Task goal:
Report how many lines below contain the word "chair". Write only that number.

*** Supplied information

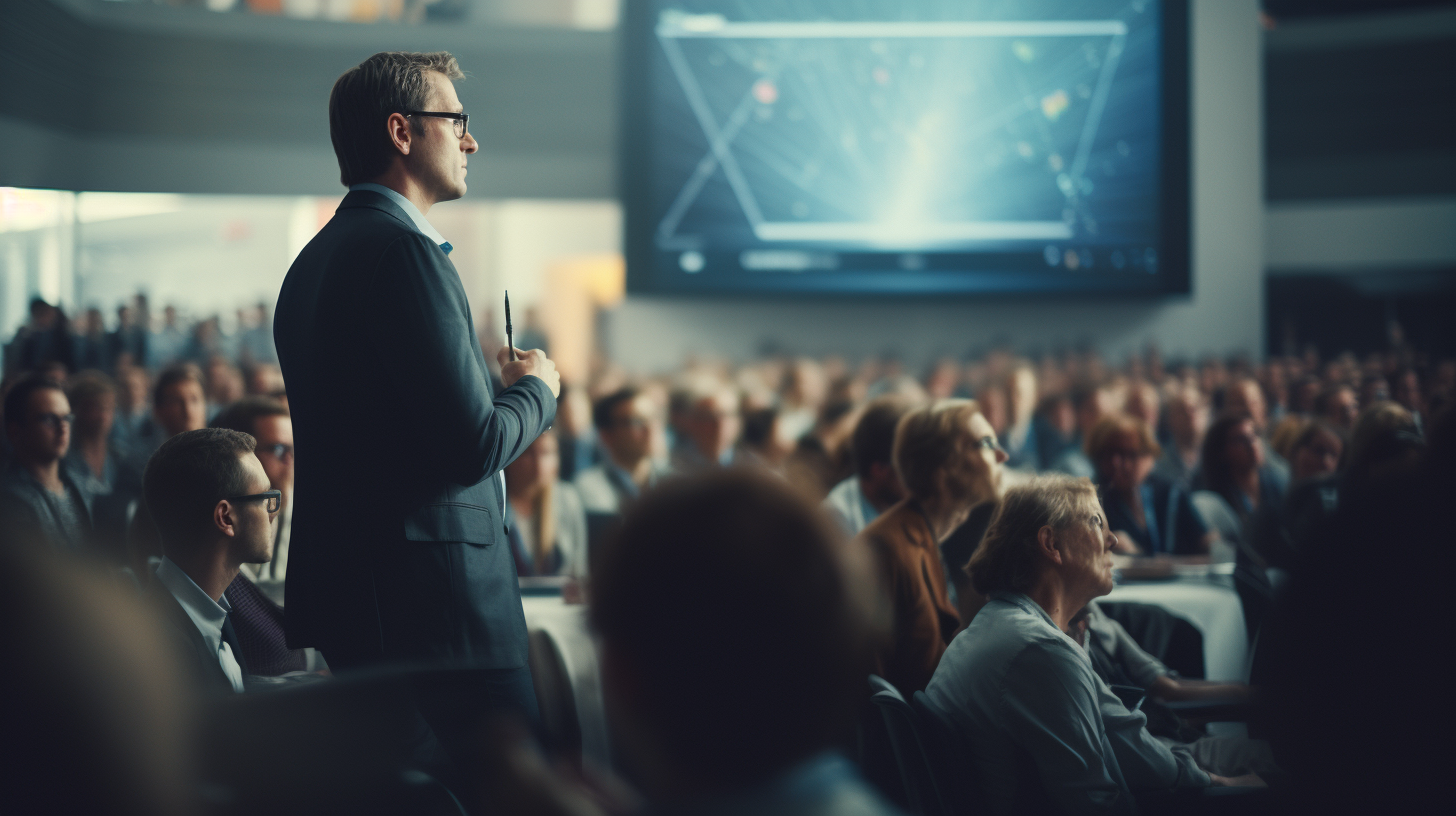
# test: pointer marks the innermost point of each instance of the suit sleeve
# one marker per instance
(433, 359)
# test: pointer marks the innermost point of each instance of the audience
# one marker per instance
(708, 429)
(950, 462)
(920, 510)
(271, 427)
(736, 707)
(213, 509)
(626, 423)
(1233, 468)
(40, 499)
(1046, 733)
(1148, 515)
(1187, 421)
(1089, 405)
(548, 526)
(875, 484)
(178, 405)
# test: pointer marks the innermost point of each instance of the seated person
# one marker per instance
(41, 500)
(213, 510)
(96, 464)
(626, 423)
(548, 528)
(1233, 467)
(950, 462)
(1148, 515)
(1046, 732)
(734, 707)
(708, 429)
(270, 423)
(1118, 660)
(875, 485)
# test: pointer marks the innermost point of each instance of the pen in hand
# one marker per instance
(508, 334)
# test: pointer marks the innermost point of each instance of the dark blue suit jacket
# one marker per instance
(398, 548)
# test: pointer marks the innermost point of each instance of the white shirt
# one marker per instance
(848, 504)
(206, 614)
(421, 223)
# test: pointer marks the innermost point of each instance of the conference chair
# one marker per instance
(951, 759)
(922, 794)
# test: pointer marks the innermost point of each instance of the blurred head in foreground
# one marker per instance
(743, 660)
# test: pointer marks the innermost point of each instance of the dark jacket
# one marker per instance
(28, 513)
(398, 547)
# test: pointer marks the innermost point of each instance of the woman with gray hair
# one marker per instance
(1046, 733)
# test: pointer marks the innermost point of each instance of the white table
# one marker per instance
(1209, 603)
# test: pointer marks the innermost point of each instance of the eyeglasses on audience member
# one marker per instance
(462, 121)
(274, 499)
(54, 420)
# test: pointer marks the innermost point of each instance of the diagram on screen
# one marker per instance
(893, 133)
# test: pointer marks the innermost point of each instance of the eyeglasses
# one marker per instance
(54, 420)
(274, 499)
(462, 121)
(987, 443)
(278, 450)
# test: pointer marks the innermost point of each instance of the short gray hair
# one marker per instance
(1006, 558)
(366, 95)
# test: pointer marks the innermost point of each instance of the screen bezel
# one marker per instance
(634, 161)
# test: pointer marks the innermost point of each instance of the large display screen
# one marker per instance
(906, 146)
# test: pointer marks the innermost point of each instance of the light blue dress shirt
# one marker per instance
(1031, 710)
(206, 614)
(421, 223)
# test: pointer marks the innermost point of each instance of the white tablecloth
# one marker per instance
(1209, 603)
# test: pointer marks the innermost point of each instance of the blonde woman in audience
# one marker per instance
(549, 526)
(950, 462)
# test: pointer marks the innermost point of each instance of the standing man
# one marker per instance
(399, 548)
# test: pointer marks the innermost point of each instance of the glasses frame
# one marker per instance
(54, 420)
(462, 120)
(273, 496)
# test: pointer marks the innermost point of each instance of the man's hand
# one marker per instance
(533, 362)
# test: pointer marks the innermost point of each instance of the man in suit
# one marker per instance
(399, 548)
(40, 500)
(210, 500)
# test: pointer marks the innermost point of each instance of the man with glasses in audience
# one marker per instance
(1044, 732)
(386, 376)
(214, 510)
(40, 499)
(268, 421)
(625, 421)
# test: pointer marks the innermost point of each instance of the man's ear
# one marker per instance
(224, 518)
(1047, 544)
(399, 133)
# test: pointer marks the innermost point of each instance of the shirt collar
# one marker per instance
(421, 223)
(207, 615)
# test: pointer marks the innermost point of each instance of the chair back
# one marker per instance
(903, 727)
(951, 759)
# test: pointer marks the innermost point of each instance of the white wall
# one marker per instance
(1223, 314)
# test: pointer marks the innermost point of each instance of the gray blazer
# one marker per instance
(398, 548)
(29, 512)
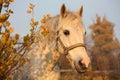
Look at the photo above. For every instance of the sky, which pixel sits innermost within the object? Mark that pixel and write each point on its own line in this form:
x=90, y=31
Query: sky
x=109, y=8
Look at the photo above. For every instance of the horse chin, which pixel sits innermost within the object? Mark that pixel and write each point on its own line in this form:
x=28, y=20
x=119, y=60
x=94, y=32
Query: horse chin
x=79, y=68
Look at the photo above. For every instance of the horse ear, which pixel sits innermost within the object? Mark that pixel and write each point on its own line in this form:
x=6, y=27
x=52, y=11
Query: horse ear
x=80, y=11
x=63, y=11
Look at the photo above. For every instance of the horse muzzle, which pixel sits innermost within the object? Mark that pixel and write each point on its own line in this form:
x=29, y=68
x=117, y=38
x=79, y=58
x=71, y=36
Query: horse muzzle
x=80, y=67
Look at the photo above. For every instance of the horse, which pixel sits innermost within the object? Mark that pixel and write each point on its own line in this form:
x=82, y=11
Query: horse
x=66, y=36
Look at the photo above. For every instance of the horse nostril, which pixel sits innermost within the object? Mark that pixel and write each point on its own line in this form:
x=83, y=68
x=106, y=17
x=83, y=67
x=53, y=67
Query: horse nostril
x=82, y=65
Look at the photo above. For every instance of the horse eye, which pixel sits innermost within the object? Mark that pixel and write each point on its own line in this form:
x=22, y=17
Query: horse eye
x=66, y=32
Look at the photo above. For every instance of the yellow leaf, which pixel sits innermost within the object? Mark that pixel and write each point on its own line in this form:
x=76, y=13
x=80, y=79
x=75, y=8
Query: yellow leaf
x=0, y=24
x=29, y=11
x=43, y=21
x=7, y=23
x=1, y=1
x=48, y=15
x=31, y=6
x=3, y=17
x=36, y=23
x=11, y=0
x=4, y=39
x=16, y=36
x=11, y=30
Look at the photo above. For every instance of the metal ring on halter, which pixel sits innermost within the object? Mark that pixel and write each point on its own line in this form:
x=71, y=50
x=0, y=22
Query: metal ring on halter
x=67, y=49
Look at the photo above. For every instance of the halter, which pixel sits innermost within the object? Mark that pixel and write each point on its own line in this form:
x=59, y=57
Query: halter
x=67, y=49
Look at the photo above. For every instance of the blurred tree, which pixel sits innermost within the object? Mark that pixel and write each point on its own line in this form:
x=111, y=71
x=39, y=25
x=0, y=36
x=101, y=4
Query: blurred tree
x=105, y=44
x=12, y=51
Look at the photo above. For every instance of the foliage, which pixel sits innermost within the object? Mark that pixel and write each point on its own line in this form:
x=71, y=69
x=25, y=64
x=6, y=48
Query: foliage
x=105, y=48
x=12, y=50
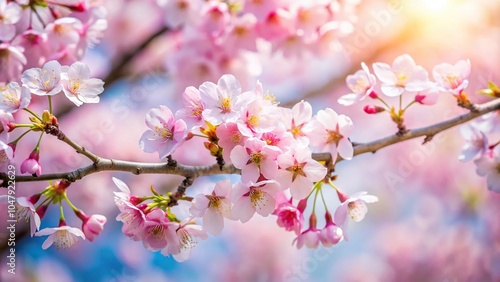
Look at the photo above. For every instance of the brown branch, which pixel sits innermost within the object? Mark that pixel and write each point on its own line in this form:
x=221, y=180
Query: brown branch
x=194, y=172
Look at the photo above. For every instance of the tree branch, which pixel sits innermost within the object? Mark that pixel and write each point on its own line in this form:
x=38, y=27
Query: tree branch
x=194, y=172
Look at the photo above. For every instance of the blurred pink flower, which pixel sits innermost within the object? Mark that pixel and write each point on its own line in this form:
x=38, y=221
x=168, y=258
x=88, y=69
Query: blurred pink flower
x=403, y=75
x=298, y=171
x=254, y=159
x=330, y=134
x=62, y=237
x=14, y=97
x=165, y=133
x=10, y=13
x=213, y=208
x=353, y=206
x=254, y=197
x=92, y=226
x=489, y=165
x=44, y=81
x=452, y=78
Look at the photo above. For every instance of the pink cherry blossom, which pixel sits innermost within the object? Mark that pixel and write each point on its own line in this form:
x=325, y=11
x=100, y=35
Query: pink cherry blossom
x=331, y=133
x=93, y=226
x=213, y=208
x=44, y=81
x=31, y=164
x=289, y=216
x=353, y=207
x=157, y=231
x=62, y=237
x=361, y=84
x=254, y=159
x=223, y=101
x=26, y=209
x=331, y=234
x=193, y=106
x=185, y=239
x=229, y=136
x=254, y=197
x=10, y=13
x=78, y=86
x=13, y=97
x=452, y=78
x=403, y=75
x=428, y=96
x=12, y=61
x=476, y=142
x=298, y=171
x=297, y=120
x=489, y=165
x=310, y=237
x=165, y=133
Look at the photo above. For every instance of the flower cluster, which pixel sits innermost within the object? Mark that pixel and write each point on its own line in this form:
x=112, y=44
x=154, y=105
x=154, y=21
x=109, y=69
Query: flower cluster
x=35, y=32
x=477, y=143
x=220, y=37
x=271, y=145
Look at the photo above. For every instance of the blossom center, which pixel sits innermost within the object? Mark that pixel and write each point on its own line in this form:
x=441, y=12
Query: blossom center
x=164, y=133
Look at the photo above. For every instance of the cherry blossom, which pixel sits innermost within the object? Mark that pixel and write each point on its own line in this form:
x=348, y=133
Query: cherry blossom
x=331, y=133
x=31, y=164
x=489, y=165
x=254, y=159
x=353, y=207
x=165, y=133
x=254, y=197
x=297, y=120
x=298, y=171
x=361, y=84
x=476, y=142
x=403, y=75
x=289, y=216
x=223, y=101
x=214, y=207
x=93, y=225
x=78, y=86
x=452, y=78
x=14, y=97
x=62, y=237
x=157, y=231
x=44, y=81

******

Solution for this task:
2